■ Exercise aim ■
Will you print the material below without altering a single character?

■ Material provided ■
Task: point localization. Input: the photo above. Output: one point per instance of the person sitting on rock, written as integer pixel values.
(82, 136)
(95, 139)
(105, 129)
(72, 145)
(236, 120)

■ Written response ■
Task: point localization. Input: the photo above. Output: one point per instance of the person sitting on rock, written as integer pixel values.
(82, 136)
(95, 139)
(105, 129)
(72, 145)
(236, 120)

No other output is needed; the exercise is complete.